[Begin]

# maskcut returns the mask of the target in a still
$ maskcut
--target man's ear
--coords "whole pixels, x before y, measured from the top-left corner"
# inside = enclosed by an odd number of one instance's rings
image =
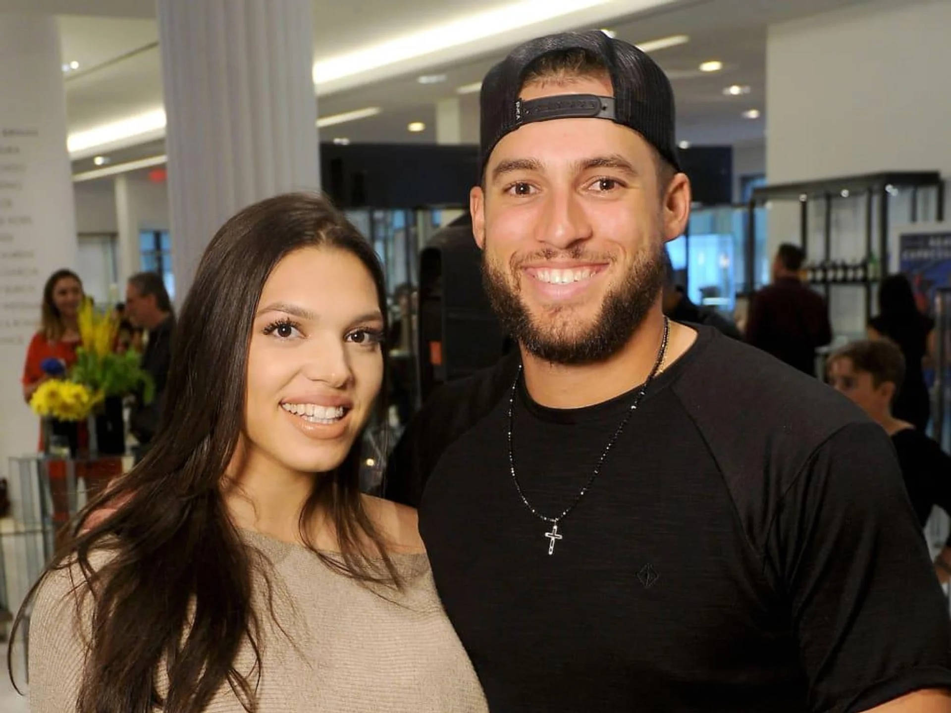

[End]

--- Problem details ---
Recast the lines of the entries above as a numbered list, leaving out blank lines and the pictures.

--- Written solution ---
1. # maskcut returns the mask of the target in a still
2. $ maskcut
3. --target man's ear
4. --coords "whole pixels, x before y, measured from the top-left corner"
5. # inside = enclosed by an odd number of one instance's rings
6. image =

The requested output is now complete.